Task item: Repeat the listing that follows, character for character, minus the pictures.
★ ★ ★ ★
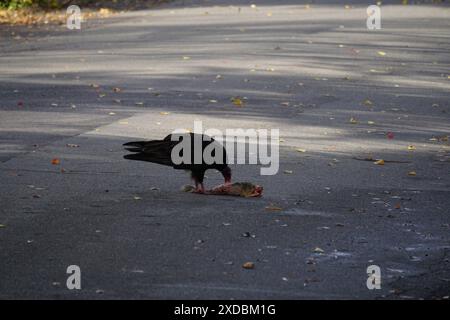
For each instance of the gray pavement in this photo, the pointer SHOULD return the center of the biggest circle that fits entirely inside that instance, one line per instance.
(305, 69)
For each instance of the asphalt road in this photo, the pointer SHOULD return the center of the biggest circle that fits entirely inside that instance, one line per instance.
(334, 89)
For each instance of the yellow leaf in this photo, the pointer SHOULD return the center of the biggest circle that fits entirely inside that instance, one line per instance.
(273, 208)
(237, 102)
★ ★ ★ ★
Task result:
For each instance of the gray pavement in this photo, the pointer SHOULD return the center of the biggest circle that fits entirely inside that instance, one line per instance.
(305, 69)
For each instance of the asphalt road in this photo, the pointer SHOULD return the center of the biggest circle that fits entirely inside that instance, one line per instance.
(334, 89)
For each instance of the yellow leaf in this photo, the pointer SHOULD return the center of the biggest circle that fits entirely inside that instance, one line per instance.
(273, 208)
(237, 102)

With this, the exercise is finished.